── Extracted data ──

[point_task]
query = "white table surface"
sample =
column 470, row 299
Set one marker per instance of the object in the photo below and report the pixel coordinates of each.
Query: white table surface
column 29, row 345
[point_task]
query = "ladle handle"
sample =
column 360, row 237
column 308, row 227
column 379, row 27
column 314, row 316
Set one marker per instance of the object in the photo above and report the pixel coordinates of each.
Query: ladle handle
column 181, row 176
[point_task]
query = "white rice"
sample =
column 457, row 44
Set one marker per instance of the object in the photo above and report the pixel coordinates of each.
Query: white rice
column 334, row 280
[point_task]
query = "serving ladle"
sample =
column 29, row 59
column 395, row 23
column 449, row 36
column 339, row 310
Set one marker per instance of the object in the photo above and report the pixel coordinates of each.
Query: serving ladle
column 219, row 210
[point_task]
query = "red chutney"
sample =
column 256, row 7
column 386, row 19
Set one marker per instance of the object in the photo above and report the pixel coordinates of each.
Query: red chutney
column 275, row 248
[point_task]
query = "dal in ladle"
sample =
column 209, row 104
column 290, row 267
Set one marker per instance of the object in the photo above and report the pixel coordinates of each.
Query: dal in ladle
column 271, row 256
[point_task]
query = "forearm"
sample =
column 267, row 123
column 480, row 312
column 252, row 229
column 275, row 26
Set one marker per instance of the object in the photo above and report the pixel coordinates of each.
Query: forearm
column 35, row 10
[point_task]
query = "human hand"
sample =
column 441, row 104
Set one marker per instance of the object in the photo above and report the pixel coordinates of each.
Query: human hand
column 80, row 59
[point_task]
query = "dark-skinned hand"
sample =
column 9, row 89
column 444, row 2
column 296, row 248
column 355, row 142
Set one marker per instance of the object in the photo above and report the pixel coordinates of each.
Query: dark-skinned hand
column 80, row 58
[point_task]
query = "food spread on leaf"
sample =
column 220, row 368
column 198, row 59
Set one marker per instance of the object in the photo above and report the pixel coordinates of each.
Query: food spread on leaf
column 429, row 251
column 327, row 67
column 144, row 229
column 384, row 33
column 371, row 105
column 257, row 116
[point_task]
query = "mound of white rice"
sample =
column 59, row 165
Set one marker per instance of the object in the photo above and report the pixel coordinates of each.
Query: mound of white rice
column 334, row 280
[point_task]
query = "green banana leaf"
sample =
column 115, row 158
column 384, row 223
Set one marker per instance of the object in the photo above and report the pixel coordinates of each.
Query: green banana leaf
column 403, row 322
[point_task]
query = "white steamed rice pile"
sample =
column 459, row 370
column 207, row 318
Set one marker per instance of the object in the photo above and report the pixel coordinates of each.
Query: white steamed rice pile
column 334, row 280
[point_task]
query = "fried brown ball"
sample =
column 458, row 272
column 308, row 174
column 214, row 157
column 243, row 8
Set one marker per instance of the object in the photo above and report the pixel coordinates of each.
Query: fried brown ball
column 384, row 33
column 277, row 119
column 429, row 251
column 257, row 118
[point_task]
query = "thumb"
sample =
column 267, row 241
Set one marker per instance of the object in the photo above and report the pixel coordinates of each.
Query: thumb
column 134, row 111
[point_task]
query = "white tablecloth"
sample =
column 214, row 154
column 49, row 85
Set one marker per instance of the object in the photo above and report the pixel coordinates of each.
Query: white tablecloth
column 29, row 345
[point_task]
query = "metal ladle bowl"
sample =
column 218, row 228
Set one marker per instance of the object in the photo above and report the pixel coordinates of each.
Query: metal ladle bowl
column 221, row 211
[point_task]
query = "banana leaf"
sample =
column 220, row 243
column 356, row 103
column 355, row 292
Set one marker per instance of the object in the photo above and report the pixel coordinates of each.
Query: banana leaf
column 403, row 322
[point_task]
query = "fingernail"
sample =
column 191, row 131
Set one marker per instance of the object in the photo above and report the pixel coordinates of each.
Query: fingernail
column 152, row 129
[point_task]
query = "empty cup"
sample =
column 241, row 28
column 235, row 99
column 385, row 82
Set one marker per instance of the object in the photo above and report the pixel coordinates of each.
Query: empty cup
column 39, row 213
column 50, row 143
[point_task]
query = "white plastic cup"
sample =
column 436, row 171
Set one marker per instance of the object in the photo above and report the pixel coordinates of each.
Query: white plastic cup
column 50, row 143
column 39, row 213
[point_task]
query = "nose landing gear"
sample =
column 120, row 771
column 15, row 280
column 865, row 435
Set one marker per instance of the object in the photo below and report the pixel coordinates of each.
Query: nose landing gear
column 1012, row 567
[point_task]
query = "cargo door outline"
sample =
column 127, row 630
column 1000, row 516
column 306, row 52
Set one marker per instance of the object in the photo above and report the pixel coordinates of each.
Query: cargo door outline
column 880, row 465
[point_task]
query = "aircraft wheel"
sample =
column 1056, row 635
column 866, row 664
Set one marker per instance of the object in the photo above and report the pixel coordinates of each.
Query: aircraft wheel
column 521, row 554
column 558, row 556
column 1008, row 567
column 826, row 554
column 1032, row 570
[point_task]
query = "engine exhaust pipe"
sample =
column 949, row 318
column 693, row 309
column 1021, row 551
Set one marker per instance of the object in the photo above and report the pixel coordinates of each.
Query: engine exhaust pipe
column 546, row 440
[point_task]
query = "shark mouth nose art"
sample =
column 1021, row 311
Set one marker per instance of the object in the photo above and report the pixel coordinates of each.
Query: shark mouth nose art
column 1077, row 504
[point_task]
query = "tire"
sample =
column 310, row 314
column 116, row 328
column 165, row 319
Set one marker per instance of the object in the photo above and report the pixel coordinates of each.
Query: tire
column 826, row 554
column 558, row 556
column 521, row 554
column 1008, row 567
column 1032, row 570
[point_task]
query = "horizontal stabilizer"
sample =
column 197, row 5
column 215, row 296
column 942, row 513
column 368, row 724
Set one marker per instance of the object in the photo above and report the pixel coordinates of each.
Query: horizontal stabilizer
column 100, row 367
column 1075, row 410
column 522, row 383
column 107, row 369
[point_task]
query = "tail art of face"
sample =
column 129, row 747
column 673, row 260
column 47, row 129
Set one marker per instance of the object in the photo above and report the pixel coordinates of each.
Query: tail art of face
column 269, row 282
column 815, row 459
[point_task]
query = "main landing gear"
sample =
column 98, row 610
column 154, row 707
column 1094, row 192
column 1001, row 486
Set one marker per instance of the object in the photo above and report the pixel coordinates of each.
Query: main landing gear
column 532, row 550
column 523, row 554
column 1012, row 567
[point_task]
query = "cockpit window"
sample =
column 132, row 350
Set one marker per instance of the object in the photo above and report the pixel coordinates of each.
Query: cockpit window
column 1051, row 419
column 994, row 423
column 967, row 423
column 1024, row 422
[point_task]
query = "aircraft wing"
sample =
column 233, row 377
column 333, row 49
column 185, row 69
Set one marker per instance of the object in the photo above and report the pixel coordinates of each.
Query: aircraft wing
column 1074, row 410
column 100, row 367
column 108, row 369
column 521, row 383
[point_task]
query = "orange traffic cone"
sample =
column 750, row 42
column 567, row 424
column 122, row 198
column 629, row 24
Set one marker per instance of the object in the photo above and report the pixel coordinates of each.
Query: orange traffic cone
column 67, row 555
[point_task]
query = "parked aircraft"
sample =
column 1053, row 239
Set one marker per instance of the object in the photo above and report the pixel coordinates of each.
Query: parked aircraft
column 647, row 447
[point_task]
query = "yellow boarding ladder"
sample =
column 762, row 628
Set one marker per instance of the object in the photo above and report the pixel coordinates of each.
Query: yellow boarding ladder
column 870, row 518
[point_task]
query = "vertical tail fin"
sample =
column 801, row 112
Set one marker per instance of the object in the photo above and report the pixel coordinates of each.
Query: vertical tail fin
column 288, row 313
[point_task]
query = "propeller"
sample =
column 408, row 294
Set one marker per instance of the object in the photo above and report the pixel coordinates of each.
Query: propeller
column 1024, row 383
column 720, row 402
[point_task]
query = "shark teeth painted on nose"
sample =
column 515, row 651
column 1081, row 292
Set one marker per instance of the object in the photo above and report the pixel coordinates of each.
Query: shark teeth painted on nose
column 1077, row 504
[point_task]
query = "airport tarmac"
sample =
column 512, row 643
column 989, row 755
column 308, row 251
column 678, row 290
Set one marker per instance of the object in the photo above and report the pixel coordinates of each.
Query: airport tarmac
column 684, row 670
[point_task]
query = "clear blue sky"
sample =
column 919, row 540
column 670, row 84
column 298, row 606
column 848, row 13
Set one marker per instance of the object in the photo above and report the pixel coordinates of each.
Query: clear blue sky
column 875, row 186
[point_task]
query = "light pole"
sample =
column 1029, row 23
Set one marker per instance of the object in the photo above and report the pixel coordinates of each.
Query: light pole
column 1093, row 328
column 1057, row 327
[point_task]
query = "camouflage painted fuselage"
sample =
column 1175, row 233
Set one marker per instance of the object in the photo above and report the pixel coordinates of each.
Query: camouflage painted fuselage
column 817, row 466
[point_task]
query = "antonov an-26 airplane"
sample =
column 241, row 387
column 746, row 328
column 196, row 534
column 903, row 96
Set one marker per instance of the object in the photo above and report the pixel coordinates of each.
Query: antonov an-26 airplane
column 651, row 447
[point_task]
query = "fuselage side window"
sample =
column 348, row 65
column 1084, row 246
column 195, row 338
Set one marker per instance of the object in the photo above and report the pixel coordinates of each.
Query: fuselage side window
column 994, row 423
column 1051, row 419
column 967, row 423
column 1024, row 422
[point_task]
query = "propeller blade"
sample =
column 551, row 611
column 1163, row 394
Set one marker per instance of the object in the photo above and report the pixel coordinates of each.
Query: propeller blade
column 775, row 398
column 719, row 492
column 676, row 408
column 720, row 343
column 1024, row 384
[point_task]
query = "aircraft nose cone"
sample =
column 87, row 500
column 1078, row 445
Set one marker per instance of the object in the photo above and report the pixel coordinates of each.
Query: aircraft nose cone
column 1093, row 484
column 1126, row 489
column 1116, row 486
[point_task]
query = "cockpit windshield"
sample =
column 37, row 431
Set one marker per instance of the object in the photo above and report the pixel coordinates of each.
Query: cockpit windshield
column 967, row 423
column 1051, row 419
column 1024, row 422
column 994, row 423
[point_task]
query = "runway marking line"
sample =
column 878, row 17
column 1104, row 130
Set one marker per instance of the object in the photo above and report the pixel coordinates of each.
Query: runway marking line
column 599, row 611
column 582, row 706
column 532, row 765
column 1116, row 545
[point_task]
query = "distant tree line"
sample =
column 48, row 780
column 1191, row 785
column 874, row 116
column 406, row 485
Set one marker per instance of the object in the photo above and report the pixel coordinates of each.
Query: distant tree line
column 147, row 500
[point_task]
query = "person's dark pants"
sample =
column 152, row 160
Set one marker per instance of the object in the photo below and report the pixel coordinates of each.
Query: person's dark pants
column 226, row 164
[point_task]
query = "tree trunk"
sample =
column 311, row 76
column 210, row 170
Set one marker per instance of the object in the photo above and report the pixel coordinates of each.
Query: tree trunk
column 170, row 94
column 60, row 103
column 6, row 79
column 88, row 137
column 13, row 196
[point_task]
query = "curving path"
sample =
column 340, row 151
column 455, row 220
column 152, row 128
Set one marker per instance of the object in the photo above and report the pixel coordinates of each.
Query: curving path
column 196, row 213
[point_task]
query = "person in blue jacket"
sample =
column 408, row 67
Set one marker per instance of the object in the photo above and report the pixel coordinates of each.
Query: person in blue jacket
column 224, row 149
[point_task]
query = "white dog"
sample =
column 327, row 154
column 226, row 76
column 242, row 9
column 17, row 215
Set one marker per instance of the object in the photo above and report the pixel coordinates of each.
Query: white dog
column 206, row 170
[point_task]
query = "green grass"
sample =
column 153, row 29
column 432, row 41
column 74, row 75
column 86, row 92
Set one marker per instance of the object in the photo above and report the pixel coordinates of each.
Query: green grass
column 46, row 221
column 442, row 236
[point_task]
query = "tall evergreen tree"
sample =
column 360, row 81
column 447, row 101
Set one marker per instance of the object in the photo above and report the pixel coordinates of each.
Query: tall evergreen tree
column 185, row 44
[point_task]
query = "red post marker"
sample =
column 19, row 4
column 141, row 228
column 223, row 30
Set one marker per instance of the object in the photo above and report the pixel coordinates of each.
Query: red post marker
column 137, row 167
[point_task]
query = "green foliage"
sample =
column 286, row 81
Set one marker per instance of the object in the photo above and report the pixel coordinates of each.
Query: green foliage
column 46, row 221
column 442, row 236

───

=== Task prompt ===
Put every line from the start of the entries through the line containing "column 181, row 176", both ends included, into a Markdown table with the columns Row and Line, leaving out blank lines.

=== Solution ===
| Row | Line |
|---|---|
| 1 | [point_task] |
| 2 | query = "white table surface" |
| 3 | sample = |
| 4 | column 470, row 299 |
| 5 | Set one marker per instance of the object in the photo below and report the pixel coordinates of each. |
| 6 | Query: white table surface |
| 7 | column 29, row 345 |
| 8 | [point_task] |
| 9 | query = "ladle handle" |
| 10 | sample = |
| 11 | column 360, row 237 |
| 12 | column 308, row 227 |
| 13 | column 379, row 27 |
| 14 | column 314, row 316 |
| 15 | Set one marker per instance of the object in the photo above and report the pixel coordinates of each. |
| 16 | Query: ladle handle |
| 17 | column 181, row 176 |